- [What you need to do]
(1) In the Clarity Act excerpt, on what date did the Agriculture Committee pass its portion?
(2) Pick up the Clarity Act excerpt after its final sentence and keep writing it.

- [Document excerpt]
^^^^^^^^

Stablecoin-related revenue was close to 20% of Coinbase’s total revenue in Q3 2025, and CEO Brian Armstrong called the restriction “designed to protect bank profits rather than consumers.”
The deal announced March 20 resolves this: no yield on passive stablecoin balances. Senator Alsobrooks confirmed directly: “Sen. Tillis and I do have an agreement in principle… it will allow us to protect innovation, but also gives us the opportunity to prevent widespread deposit flight.”
What the Clarity Act Bill Still Has to Do
“Senators agreed” is not “bill passed.” Here’s the full sequence remaining:
- Senate Banking Committee markup — Sen. Lummis targets late April 2026. As of March 20, legislative text hadn’t been circulated to industry.
- Reconcile with Agriculture Committee version — Agriculture passed its portion on January 29, 2026. Two versions must merge.
- Senate floor vote — Must clear before August 2026. 18 working weeks remain.
- House reconciliation with FIT21.
- Presidential signature.
Polymarket had passage odds at approximately 60% as of late March 2026. Better than a coin flip — but 40% chance of stalling or pushing to 2027.
Why CFTC Classification Matters for BTC, ETH, and SOL
The most important structural outcome is confirming CFTC jurisdiction over Bitcoin, Ethereum, and Solana in federal law. This has been treated as common knowledge. It’s never been codified.

^^^^^^^^

- [Data provided]
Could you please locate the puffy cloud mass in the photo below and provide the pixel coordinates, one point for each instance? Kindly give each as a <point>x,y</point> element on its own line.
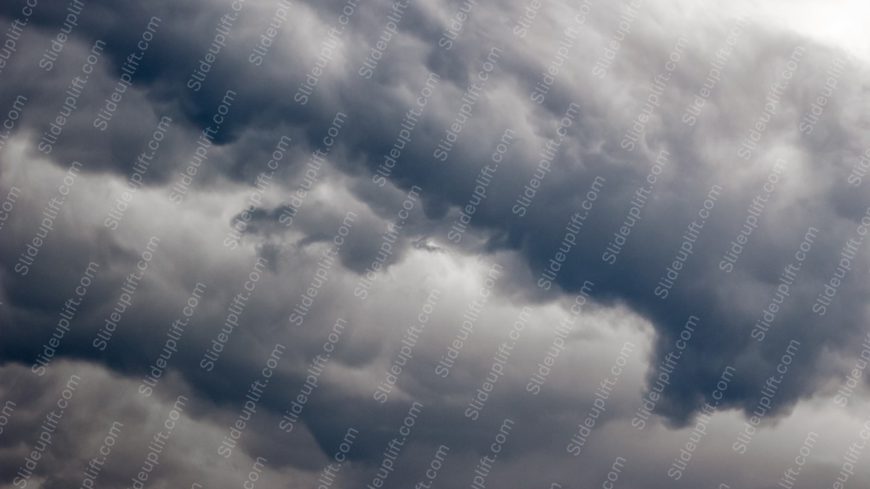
<point>272,243</point>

^^^^^^^^

- [Answers to the exercise]
(1) January 29, 2026

(2)
For institutional investors — pension funds, insurance companies, corporate treasuries — legal clarity is a compliance prerequisite. The SEC under prior leadership classified ETH as a security in some enforcement contexts. That ambiguity created real legal risk.
The Clarity Act removes it: BTC, ETH, SOL = CFTC-regulated digital commodities, same category as gold and oil futures. Coinbase and Kraken can then build more robust institutional products against a clear legal framework.
I’ve been holding BTC on an accumulation thesis that doesn’t require this bill. But clarity compresses the fear premium. That’s a real tailwind.
What the Stablecoin Yield Deal Actually Changes for Income Investors
What changes: Passive stablecoin balances (USDC, USDT sitting on Coinbase or Kraken) won’t earn yield. The restriction is on passive holdings — designed to prevent stablecoins functioning as deposit substitutes.
What doesn’t change:
— Active DeFi positions in lending protocols can still generate yield
— Staking income on BTC/ETH/SOL is separate under the commodity classification
— Short-duration Treasuries, HYSA accounts, and Robinhood’s cash management are unaffected
For me personally, this doesn’t move much. After Celsius took my money in 2022, I stopped treating CeFi exchange yield as reliable income. The Clarity Act formalizes a restriction I’d already concluded was a bad risk.
How Regulatory Clarity Affects Exchange Strategy
My current allocation:
— Coinbase — BTC/ETH accumulation, tax reporting, Advanced Trade for lower fees
— Kraken — Staking income, advanced BTC pairs
— Robinhood — Options on MSTR/TSLA, income positioning
Coinbase: Loses stablecoin yield revenue but gains on institutional Prime (custody, lending). The regulatory uncertainty discount embedded in COIN comes down. If you’re paying Simple mode fees, switching to Coinbase Advanced Trade is worth doing regardless of the bill.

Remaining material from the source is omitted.